- What you will do
Reproduce the following material verbatim, line for line, without changing anything.

----------

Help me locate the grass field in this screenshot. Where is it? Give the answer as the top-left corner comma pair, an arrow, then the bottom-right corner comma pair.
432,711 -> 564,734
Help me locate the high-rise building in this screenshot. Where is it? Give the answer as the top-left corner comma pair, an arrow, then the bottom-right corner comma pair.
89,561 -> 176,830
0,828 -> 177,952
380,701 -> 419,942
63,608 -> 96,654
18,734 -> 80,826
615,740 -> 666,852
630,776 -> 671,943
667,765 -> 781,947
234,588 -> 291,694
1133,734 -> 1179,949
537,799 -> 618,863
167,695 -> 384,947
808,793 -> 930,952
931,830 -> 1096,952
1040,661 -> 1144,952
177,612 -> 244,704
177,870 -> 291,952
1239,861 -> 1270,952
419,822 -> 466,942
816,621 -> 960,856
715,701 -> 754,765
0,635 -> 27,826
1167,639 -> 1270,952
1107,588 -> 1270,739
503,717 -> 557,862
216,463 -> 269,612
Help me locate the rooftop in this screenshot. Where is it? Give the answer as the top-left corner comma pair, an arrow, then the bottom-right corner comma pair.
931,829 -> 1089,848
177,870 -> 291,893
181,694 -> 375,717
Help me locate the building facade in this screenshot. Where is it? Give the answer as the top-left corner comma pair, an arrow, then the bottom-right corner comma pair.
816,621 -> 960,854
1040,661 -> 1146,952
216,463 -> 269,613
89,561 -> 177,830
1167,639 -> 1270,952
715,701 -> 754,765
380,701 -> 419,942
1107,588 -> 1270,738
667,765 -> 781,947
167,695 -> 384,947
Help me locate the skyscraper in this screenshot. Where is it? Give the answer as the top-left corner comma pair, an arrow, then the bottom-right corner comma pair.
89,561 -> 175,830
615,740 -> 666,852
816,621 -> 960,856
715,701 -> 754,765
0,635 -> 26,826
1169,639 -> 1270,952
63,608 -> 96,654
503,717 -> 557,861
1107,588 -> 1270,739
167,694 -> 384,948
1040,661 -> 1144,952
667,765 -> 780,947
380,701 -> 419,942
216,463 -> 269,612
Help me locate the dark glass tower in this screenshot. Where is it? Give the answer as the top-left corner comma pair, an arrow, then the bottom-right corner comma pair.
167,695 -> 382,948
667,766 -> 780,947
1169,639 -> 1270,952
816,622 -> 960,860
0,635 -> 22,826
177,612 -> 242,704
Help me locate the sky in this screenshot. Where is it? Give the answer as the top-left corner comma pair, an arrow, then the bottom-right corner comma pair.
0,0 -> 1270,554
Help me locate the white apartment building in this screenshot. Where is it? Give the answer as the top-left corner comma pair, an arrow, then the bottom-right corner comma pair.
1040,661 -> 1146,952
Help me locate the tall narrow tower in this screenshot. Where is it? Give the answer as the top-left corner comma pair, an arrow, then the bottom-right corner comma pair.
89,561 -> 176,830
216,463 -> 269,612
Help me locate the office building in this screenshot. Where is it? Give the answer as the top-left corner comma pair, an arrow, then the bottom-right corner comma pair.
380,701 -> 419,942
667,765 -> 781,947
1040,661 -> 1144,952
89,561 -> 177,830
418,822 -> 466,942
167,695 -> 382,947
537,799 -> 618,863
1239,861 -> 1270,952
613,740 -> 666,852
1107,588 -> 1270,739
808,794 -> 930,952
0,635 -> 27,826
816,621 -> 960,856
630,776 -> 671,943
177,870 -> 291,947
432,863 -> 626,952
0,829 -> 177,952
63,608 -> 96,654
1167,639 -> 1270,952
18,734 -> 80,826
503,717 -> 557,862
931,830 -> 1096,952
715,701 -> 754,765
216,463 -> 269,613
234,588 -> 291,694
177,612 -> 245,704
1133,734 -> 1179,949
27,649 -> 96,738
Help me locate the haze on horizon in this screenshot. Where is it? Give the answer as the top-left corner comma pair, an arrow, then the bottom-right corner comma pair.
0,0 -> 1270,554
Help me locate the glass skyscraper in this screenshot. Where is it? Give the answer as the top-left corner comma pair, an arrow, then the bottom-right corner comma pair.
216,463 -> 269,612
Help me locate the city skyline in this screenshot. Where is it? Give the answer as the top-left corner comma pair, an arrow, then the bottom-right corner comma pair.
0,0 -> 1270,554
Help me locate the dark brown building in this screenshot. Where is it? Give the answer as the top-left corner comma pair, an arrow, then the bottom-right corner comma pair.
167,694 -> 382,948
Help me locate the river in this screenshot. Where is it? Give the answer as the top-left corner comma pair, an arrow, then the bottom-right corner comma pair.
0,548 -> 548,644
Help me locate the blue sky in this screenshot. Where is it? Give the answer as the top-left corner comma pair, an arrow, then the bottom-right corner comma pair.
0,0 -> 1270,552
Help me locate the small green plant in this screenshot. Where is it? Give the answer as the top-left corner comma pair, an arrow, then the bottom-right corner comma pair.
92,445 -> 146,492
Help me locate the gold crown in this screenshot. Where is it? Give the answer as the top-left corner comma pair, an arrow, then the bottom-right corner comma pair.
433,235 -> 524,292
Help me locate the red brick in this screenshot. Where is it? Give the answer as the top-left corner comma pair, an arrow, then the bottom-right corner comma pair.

----------

- Expected output
Help me locate the grass field in this screenshot. Where is it? Give the answer as the top-left corner comma pair, an arrow, then the bottom-right corner comma pair.
432,711 -> 564,734
Help me locate the high-rise building in this screenshot. Where is it? Give the answer as the top-left corner comma pair, an arrow, then the bottom-right corner comma pair.
89,561 -> 176,830
0,828 -> 177,952
380,701 -> 419,942
63,608 -> 96,654
18,734 -> 80,826
615,740 -> 666,852
630,776 -> 671,943
667,765 -> 781,947
234,588 -> 291,694
1133,734 -> 1179,949
537,799 -> 618,863
167,695 -> 384,947
808,793 -> 930,952
931,830 -> 1096,952
1040,661 -> 1144,952
177,612 -> 244,704
177,870 -> 291,952
1239,861 -> 1270,952
419,822 -> 466,942
816,621 -> 960,856
715,701 -> 754,765
0,635 -> 27,826
1167,639 -> 1270,952
1107,588 -> 1270,739
503,717 -> 557,862
216,463 -> 269,612
Help me locate the rooftop in this screenshot. Where is it? Give the answer as the top-left corner comma pair, an arrow, then the bottom-right corner comma pair.
931,829 -> 1089,848
177,870 -> 291,893
181,694 -> 375,717
Help me locate the building facade in this screenshot. Where is it? Give the answer as the top-left corner comma pair, an arrow, then the bottom-right corner comma pair.
816,621 -> 960,854
1040,661 -> 1146,952
216,463 -> 269,613
89,561 -> 177,830
1167,639 -> 1270,952
715,701 -> 754,765
380,701 -> 419,942
1107,588 -> 1270,738
667,765 -> 781,947
167,695 -> 384,947
Help me locate the skyscraper in this screenshot. Where is it? Give the answer as the top-left corner comma pair, an arrow, then the bottom-right corner comma pair.
89,561 -> 175,830
615,740 -> 666,852
816,621 -> 960,856
715,701 -> 754,765
0,635 -> 26,826
1169,639 -> 1270,952
63,608 -> 96,654
503,717 -> 557,861
1107,588 -> 1270,739
167,694 -> 384,948
1040,661 -> 1144,952
667,765 -> 780,947
380,701 -> 419,942
216,463 -> 269,612
Help me locate the dark glass tower in this screenshot. Where is it? Give the answer as the top-left corner comma pair, an arrow, then the bottom-right corner comma pair.
167,695 -> 382,948
667,766 -> 780,947
1169,639 -> 1270,952
816,622 -> 960,860
0,635 -> 22,826
177,612 -> 242,704
Help me locate the sky in this screenshot. Where is it? Give the answer as the top-left corner comma pair, an arrow, then the bottom-right corner comma pair.
0,0 -> 1270,554
Help me locate the white apartment building in this screenshot. Where is it? Give the answer as the top-left corner comma pair, an arrow, then the bottom-right corner comma pair.
1040,661 -> 1146,952
Help me locate the tall narrow tower in this screenshot. Where is it? Give the answer as the top-left corner comma pair, an arrow, then the bottom-right corner comma pair.
89,561 -> 176,830
216,463 -> 269,612
Help me locate the office building in this screenshot. Where is it? Give the answer as the top-left corner comma pair, an arrow, then the bottom-right corner comma pair.
380,701 -> 419,942
667,765 -> 781,947
1040,661 -> 1144,952
89,561 -> 177,830
418,822 -> 466,942
167,695 -> 382,947
537,799 -> 618,863
1239,861 -> 1270,952
613,740 -> 666,852
1107,588 -> 1270,739
808,794 -> 930,952
0,635 -> 27,826
816,621 -> 960,856
630,776 -> 671,943
177,870 -> 291,947
432,863 -> 626,952
0,829 -> 177,952
63,608 -> 96,654
1167,639 -> 1270,952
18,734 -> 80,826
503,717 -> 557,862
931,830 -> 1096,952
715,701 -> 754,765
216,463 -> 269,613
234,588 -> 291,694
177,612 -> 245,704
1133,734 -> 1179,949
27,649 -> 96,738
Help me locate the haze on horizon in this screenshot. Where is it? Give the answer as the top-left corner comma pair, an arrow, then the bottom-right corner comma pair.
0,0 -> 1270,554
Help me locate the glass skyscraper in this screenshot. Where is it? Give the answer as the top-left corner comma pair, an arrow, then the bottom-right corner comma pair.
216,463 -> 269,612
Help me locate the city skyline in this screenshot. Where is it? Give the answer as the top-left corner comma pair, an arrow, then the bottom-right corner comma pair.
0,0 -> 1270,554
Help me locate the dark brown building in this screenshot. Where is it? Give the answer as the top-left corner comma pair, an arrow, then the bottom-right corner comma pair.
167,694 -> 382,948
Help me locate the river in this screenshot. Where is it? Give the answer as the top-left corner comma pair, an arrow, then the bottom-right corner comma pair.
0,548 -> 548,644
Help me locate the blue sky in this screenshot. Where is it? Give the answer as the top-left corner comma pair, an arrow, then the bottom-right corner comma pair.
0,0 -> 1270,552
Help me locate the small green plant in this screenshot. Where is it? Give the answer as the top-left corner comma pair, an arrow, then the bottom-right corner comma pair.
92,445 -> 146,492
Help me locate the gold crown in this screenshot. Where is it? Give the answer as the top-left corner comma pair, an arrow, then the bottom-right corner comma pair.
433,235 -> 524,292
Help me locate the red brick in this screenshot. Where is it? Give the answer as the top-left corner comma pair, an arrow, then the bottom-right corner comma pair.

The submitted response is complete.